Convert the stretch from the start of the items below through the line containing "230 50 L 242" into a Markdown table with columns "Row" and "Line". Number each line in order, and skip blank lines.

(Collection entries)
[BEGIN]

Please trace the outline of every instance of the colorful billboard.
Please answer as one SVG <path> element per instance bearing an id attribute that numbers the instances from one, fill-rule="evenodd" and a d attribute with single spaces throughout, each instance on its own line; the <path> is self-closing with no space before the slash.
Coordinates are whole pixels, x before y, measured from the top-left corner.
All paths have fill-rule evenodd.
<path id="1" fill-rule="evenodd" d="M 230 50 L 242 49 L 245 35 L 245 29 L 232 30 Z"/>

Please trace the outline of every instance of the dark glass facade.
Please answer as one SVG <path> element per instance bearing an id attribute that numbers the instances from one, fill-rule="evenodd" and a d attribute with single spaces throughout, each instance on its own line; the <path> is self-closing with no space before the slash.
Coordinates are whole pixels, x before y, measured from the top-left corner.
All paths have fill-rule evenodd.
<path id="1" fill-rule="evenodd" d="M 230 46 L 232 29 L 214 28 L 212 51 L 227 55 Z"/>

[END]

▶ Solved exercise:
| Row | Line |
|---|---|
| 1 | Please trace the outline of every instance of the colorful billboard. |
| 2 | Please answer as one SVG <path> element per instance bearing an id attribute that numbers the instances from one, fill-rule="evenodd" and a d attribute with single spaces throughout, each instance on its own line; the <path> is self-closing with no space before the slash. |
| 3 | Coordinates are whole pixels, x before y, measured from the top-left corner. |
| 4 | All paths have fill-rule evenodd. |
| 5 | <path id="1" fill-rule="evenodd" d="M 230 50 L 242 49 L 245 35 L 245 29 L 232 30 Z"/> |